_Work order A_
In the scrupulosity article, on which podcast did Hannah Comeau share her testimony?
_Work order B_
Print the part of the scrupulosity article between "Hannah Comeau - Scrupulosity" and "neurobiological mental illness.", inclusive.
_Work order C_
Proceed with the scrupulosity article, picking up after its last sentence.

_Text section_
########

LDS Audit

Hannah Comeau - Scrupulosity as a Teenage Girl in Rexburg, Idaho Pt. 2 | Ep. 1309

When Religious Perfectionism Becomes Mental Illness: The Scrupulosity Crisis Among LDS Teenagers

The intersection of religious devotion and obsessive-compulsive disorder (OCD) represents one of the least discussed mental health crises within Latter-day Saint communities. Hannah Comeau's testimony, shared on the Mormon Stories Podcast, illustrates how the cultural emphasis on spiritual worthiness in the LDS Church, particularly in religiously concentrated areas like Rexburg, Idaho, can intensify a specific and debilitating form of OCD known as scrupulosity. Understanding this phenomenon is crucial for parents, religious leaders, and mental health professionals who interact with adolescents navigating both faith commitments and neurobiological mental illness.

########

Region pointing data
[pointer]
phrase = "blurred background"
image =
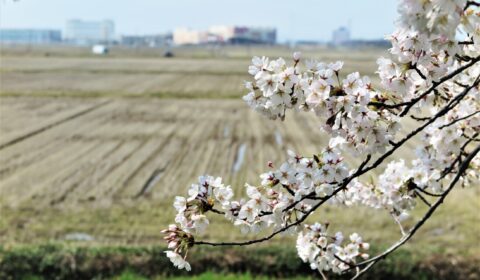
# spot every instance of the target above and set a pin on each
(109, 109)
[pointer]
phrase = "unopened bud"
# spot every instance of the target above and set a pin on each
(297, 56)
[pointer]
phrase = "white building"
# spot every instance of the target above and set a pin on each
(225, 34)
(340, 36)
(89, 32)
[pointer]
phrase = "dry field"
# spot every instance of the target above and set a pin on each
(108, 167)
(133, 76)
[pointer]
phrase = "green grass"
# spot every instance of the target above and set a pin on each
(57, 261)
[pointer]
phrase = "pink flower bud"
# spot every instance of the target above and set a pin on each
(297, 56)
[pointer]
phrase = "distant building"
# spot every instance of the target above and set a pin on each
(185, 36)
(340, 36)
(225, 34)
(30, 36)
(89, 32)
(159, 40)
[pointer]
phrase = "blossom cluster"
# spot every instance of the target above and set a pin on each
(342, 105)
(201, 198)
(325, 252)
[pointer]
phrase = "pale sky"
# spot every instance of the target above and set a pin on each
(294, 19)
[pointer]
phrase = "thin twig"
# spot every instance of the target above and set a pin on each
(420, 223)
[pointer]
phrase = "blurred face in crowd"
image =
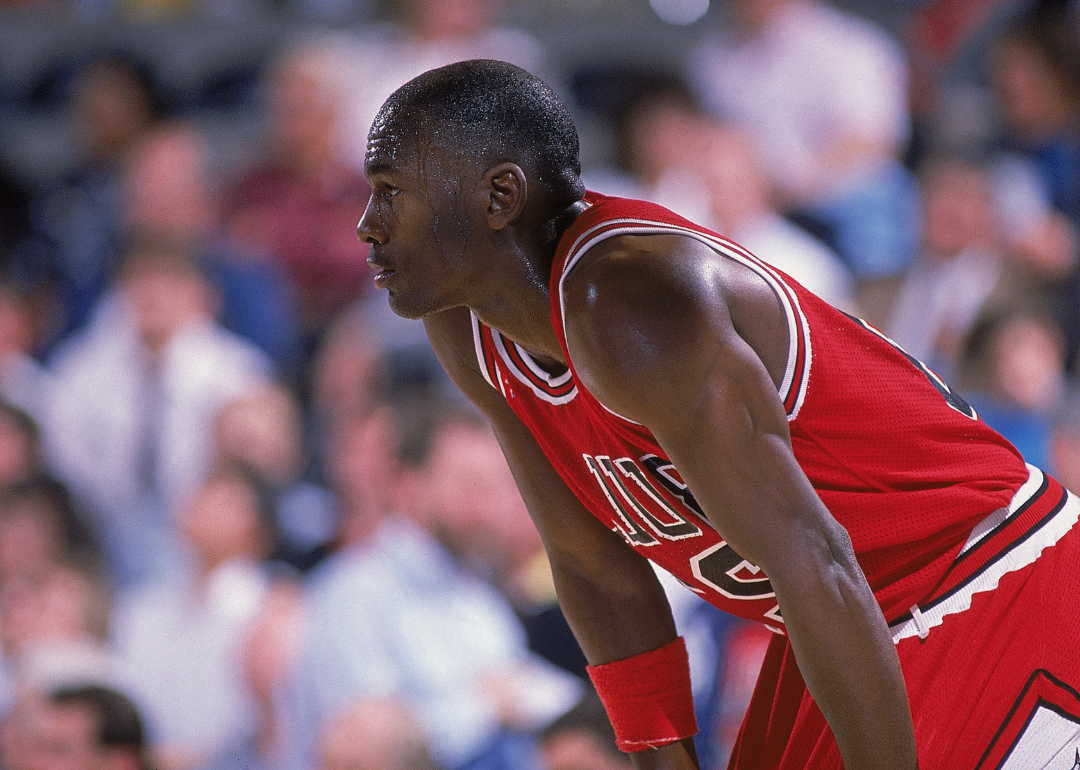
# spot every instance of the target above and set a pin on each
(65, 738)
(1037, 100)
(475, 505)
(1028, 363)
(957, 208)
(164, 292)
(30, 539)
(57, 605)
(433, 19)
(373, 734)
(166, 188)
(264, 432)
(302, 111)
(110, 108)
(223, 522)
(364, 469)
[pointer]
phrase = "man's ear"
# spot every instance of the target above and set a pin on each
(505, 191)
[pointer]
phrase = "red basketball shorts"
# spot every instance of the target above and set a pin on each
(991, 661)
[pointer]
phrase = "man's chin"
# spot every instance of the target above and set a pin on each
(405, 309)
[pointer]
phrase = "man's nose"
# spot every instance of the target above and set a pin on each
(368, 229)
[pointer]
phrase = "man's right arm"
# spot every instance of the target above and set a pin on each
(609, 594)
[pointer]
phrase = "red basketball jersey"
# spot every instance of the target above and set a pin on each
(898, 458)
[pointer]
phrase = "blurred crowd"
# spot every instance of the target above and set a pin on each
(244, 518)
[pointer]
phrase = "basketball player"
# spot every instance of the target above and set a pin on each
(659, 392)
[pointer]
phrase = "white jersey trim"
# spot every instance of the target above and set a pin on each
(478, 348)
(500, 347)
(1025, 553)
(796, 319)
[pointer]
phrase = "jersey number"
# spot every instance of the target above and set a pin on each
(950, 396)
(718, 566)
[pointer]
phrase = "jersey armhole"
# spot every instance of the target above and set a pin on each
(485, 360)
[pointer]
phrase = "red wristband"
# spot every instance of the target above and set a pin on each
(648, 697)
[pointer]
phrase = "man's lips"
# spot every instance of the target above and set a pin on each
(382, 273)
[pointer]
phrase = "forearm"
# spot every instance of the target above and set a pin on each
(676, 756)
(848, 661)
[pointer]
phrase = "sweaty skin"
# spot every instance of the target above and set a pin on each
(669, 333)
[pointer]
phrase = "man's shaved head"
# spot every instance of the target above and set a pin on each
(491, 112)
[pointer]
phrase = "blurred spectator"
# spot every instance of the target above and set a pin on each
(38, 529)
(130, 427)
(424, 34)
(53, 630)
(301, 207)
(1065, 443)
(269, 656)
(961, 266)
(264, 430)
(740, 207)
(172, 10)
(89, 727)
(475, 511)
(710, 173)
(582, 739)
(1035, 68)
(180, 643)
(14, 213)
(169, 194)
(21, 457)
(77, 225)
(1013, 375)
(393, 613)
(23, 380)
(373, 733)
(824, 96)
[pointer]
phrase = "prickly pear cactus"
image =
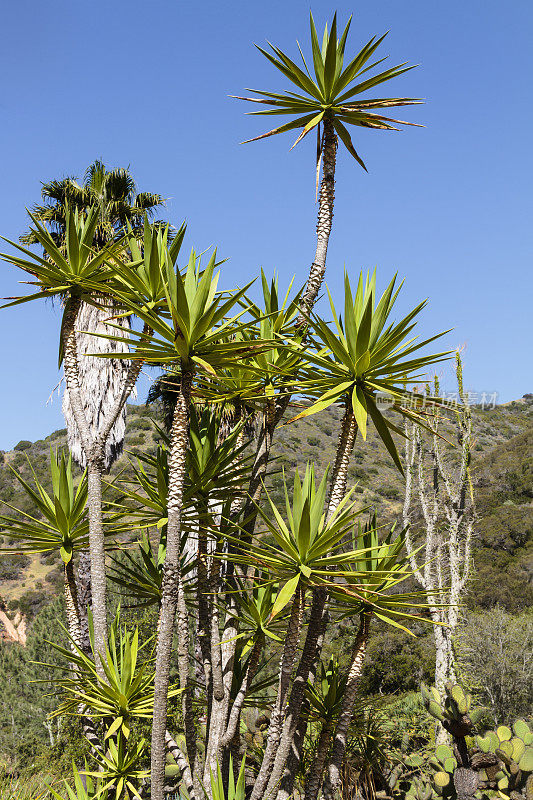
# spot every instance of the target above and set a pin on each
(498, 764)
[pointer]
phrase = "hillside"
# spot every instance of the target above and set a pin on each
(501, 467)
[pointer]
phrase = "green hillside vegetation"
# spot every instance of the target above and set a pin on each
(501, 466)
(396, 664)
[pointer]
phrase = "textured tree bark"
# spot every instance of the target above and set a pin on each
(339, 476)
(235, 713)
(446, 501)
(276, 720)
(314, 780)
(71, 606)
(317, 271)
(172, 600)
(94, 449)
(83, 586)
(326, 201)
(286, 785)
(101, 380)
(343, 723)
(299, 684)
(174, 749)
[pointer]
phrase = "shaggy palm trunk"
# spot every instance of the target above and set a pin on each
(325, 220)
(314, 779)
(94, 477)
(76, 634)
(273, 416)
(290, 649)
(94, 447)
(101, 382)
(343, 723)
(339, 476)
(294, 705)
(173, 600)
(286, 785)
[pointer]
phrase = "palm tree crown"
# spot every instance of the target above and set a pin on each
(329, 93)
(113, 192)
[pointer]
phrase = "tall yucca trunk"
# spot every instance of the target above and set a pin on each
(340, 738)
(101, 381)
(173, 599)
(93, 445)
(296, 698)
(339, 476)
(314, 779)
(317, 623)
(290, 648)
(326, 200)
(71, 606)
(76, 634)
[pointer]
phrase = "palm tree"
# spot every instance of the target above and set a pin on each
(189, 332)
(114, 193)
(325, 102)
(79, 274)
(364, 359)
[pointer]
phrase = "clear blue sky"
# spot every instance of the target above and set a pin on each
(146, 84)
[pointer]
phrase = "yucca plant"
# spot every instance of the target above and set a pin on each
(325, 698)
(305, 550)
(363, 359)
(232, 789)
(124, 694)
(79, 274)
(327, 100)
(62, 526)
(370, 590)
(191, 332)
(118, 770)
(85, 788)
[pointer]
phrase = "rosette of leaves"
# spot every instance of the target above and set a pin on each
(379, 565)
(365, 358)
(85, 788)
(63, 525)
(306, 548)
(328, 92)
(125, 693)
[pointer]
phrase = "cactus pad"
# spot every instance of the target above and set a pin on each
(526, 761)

########

_Output A_
The Mormon Stories Podcast.

_Output B_
Hannah Comeau - Scrupulosity as a Teenage Girl in Rexburg, Idaho Pt. 2 | Ep. 1309

When Religious Perfectionism Becomes Mental Illness: The Scrupulosity Crisis Among LDS Teenagers

The intersection of religious devotion and obsessive-compulsive disorder (OCD) represents one of the least discussed mental health crises within Latter-day Saint communities. Hannah Comeau's testimony, shared on the Mormon Stories Podcast, illustrates how the cultural emphasis on spiritual worthiness in the LDS Church, particularly in religiously concentrated areas like Rexburg, Idaho, can intensify a specific and debilitating form of OCD known as scrupulosity. Understanding this phenomenon is crucial for parents, religious leaders, and mental health professionals who interact with adolescents navigating both faith commitments and neurobiological mental illness.

_Output C_
Scrupulosity is not simply conscientiousness or religious dedication taken too far. It is a recognized clinical manifestation of OCD in which sufferers become trapped in an exhausting cycle of intrusive thoughts, compulsive confessions, and reassurance-seeking behavior. The condition thrives in high-control religious environments where moral purity is paramount and confessional structures exist to address perceived transgressions. For Comeau, growing up in Rexburg, a city with the highest concentration of Latter-day Saints outside of Utah, meant inhabiting a cultural ecosystem where doctrinal teachings on worthiness, chastity, and spiritual cleanliness were not abstract principles but omnipresent social norms.

The Roots of Scrupulosity in LDS Culture

Comeau's high school years were marked by the typical experiences of a Mormon adolescent: joining marching band, meeting her future husband, navigating dating within the boundaries of the Church's law of chastity. What was atypical, however, was her internal experience. While her boyfriend repeatedly assured her that their physical relationship remained within acceptable bounds, they had "kept the standard for the Strength of Youth pamphlet," as she noted, Comeau found herself unable to accept reassurance.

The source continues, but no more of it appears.